> [Fragment tekstu]:
"Opinia sądowo-psychiatryczna z badań Stefana W. - podejrzanego o zabójstwo Pawła Adamowicza - jest niejasna. Śledczy zdecydowali o powołaniu innego zespołu biegłych, którzy mają jednoznacznie ustalić stan zdrowia psychicznego Stefana W. " - poinformowała w poniedziałek gdańska prokuratura. Wcześniej, wniosek o ponowne badania mężczyzny złożyła rodzina prezydenta Gdańska.

Rodzina zamordowanego Pawła Adamowicza we wniosku domagała się powołania nowego zespołu biegłych psychiatrów, który miałby od nowa zająć się sprawą Stefana W. i przygotować nową opinię o stanie jego zdrowia. Chodzi m.in. o odpowiedź czy był poczytalny.

> [Zadanie]: Przepisz fragment tekstu między słowami „Rodzina zamordowanego Pawła” a „czy był poczytalny.”, włącznie z nimi, i zastąp w nim „opinię” wyrazem „ekspertyzę”. Opieraj się wyłącznie na tym tekście.

> [Pokazane wiersze]:
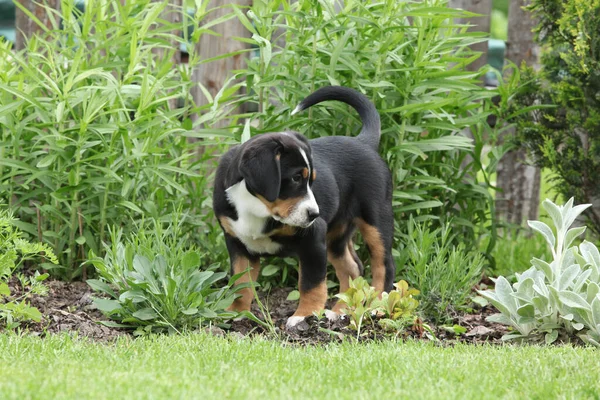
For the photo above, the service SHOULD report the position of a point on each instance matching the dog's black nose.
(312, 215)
...
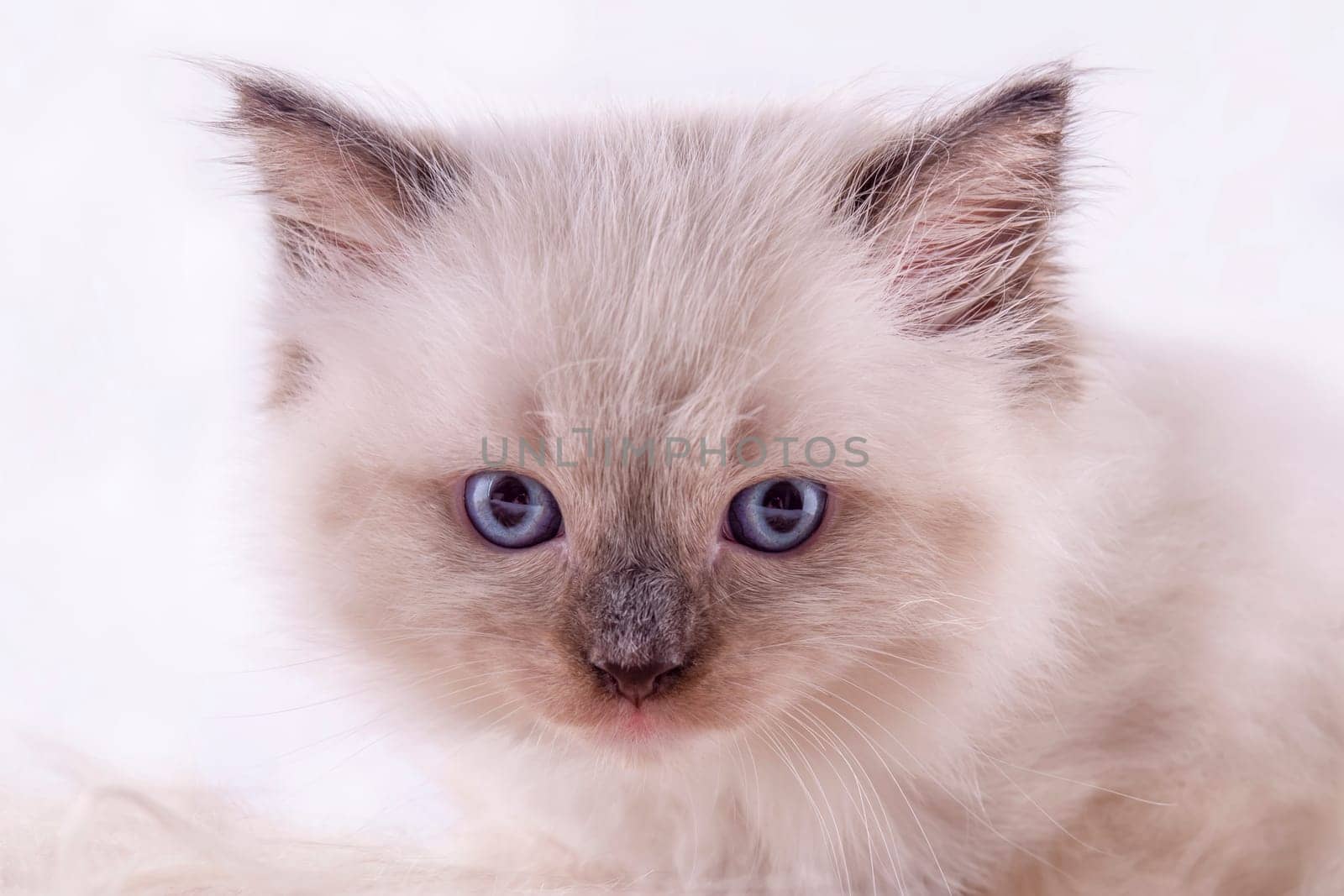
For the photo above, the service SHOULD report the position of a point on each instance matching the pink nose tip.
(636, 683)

> [Rozwiązanie zadania]:
Rodzina zamordowanego Pawła Adamowicza we wniosku domagała się powołania nowego zespołu biegłych psychiatrów, który miałby od nowa zająć się sprawą Stefana W. i przygotować nową ekspertyzę o stanie jego zdrowia. Chodzi m.in. o odpowiedź czy był poczytalny.